[Start]

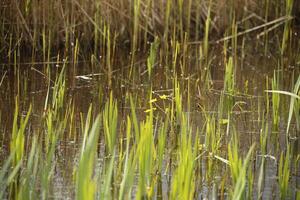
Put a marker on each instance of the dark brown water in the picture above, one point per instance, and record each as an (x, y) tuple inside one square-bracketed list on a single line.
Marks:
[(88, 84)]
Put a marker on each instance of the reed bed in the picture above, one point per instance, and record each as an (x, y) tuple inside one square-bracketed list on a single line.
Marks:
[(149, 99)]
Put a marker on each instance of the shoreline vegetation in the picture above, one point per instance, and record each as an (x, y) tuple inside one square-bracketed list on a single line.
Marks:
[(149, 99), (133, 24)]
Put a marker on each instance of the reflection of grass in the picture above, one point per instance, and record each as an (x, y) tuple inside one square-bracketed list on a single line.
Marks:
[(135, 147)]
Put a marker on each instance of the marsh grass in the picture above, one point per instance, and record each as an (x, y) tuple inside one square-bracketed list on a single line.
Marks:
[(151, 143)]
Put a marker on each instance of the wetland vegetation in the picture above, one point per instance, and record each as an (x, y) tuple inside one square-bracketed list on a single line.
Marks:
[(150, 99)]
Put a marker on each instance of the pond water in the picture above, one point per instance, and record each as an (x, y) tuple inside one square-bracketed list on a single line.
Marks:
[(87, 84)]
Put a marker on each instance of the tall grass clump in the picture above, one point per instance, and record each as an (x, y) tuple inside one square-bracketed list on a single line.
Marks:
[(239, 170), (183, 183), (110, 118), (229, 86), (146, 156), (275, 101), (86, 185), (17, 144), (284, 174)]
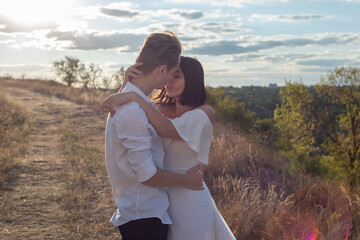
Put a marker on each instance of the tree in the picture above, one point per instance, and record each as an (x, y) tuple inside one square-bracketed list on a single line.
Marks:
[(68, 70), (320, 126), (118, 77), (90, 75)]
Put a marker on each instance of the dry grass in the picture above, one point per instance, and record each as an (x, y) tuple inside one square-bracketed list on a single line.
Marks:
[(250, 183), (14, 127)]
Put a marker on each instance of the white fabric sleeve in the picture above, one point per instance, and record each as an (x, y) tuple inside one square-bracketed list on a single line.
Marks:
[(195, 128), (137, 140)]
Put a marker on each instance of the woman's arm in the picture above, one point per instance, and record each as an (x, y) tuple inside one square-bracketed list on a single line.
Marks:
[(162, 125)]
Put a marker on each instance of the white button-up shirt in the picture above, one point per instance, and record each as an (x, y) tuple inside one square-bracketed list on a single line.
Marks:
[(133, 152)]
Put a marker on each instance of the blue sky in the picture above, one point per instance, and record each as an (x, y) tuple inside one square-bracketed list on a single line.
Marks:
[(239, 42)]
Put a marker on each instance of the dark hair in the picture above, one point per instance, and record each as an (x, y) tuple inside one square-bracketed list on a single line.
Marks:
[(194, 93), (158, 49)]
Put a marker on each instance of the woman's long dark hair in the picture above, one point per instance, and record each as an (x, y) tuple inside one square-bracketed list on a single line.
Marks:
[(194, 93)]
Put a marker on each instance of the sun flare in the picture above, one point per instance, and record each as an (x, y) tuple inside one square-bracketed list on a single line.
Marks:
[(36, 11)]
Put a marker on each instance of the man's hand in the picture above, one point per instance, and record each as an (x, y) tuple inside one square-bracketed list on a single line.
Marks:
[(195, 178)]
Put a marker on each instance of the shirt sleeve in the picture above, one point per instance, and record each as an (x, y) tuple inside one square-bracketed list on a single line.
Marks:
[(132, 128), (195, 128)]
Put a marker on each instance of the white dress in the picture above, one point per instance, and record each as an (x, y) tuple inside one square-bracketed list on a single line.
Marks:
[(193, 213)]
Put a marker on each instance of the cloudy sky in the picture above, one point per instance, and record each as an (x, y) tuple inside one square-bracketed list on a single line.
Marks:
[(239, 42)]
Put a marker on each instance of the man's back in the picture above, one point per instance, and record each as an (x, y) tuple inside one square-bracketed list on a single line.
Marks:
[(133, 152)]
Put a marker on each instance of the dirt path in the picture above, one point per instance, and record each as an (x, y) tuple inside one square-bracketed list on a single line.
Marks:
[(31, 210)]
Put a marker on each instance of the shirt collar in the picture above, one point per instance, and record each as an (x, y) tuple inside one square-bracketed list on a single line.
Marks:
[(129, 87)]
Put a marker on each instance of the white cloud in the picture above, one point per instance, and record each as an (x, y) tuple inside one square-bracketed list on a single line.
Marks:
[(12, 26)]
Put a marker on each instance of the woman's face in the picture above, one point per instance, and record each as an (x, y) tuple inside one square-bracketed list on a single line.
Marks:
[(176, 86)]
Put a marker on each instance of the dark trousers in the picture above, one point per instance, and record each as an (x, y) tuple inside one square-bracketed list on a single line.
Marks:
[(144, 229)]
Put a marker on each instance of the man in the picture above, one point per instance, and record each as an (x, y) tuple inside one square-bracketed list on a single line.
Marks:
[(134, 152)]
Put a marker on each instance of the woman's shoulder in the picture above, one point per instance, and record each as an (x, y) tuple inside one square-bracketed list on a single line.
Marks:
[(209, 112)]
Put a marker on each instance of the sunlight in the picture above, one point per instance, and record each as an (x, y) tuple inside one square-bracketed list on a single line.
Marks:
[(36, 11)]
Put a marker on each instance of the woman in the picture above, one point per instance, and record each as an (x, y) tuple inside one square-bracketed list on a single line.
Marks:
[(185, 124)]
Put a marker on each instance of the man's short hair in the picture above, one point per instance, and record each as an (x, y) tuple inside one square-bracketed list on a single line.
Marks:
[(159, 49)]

[End]

_Problem description:_ Please recast the stretch of data from the line containing "Put a marker on each instance of the woman's arm" through the line containing "[(162, 125)]" as a Markdown table with the columns No. and Text. Give each line its own numbered row and omit any blank lines.

_Solved problem:_
| No. | Text |
|---|---|
| 1 | Put a marker on each instance of the woman's arm in the picture above, one point per instance, and record each as an (x, y) tuple inside one square-bracketed list on a single line. |
| 2 | Marks: |
| 3 | [(162, 125)] |